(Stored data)
___

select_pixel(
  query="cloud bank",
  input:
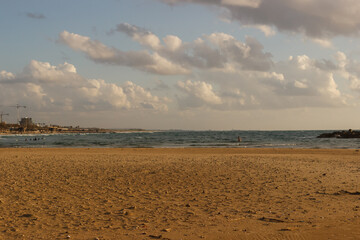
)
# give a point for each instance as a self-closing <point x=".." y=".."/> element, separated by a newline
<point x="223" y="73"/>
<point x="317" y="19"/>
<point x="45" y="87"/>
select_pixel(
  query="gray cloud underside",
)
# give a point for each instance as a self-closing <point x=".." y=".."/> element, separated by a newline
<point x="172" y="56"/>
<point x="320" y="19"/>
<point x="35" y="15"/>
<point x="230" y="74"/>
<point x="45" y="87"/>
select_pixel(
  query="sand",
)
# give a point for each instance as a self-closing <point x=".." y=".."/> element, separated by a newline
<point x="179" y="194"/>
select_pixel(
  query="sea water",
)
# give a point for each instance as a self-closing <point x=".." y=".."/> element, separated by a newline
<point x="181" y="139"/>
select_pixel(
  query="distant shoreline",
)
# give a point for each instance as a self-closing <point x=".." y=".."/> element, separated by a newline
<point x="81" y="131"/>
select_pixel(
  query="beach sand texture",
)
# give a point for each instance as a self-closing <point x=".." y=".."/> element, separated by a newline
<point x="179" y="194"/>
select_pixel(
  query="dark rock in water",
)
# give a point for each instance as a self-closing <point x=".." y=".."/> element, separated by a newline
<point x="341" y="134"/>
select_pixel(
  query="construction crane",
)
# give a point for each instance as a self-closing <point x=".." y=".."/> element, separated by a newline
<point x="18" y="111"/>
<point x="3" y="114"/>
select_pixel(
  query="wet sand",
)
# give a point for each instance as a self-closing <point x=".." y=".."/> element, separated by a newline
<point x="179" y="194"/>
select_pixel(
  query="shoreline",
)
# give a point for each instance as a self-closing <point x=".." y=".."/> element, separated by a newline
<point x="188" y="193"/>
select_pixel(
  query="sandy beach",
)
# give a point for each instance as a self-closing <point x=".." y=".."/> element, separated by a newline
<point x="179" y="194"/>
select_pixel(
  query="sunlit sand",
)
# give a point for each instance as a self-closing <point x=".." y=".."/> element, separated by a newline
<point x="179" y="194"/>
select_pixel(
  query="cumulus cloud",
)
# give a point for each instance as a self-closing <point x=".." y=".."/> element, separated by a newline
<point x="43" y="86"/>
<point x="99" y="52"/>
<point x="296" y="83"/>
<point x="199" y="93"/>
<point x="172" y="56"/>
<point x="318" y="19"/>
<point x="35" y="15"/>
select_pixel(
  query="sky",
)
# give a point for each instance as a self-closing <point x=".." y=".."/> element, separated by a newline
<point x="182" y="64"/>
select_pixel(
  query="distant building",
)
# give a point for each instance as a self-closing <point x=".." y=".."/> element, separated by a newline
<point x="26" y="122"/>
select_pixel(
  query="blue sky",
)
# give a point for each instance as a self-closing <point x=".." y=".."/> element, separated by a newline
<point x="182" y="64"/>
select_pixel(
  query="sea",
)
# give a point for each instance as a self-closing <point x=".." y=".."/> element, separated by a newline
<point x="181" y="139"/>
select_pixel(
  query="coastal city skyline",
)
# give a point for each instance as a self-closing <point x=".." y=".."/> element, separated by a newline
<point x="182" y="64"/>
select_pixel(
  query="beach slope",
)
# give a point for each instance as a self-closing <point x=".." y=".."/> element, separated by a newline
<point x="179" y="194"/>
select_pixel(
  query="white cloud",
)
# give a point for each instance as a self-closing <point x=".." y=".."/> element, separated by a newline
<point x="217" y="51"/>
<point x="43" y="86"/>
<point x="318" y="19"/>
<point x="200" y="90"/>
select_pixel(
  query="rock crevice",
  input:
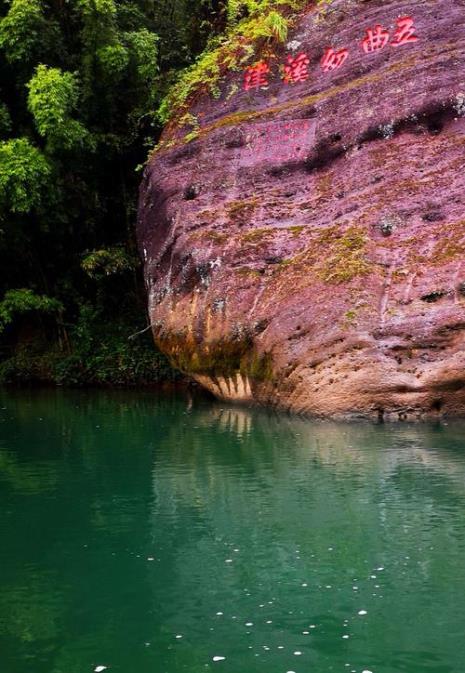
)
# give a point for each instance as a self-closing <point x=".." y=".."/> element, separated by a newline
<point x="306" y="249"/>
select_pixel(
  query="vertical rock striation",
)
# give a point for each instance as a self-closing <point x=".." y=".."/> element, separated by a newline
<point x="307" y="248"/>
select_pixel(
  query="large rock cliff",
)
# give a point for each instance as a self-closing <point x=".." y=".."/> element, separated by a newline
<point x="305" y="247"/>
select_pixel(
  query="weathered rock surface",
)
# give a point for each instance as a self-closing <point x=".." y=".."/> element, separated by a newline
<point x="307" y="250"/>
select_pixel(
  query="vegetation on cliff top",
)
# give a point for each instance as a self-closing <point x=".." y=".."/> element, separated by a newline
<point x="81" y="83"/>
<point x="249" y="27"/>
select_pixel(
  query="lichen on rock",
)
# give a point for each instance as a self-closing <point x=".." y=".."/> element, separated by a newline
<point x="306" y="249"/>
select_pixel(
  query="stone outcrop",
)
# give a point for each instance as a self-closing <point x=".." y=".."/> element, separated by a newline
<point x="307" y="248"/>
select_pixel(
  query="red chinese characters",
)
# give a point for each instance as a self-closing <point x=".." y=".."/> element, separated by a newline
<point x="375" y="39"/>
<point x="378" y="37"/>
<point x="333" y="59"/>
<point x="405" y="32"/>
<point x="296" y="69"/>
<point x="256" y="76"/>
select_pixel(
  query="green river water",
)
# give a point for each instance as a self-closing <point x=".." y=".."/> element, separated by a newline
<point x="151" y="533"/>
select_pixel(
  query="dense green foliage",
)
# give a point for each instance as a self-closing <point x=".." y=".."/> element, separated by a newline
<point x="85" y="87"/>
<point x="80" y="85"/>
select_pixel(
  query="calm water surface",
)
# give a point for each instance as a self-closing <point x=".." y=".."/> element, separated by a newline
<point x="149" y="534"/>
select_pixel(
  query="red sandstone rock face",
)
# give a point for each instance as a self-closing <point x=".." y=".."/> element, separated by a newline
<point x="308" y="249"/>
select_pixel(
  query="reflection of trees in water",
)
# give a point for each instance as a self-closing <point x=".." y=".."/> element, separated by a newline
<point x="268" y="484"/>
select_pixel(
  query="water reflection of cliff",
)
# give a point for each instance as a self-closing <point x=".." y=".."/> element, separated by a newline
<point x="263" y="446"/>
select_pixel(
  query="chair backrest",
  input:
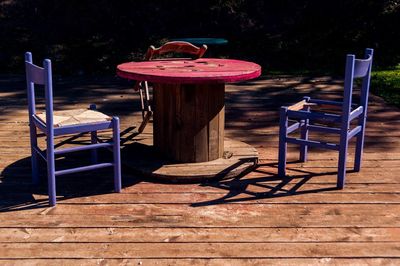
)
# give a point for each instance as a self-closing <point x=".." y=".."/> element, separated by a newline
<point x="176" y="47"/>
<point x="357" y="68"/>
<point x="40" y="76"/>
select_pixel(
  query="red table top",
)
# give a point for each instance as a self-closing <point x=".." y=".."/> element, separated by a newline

___

§ Stated problem:
Show each line of the data that contains the word "surface".

§ Task result:
  query="weathered rock surface",
  query="calm water surface",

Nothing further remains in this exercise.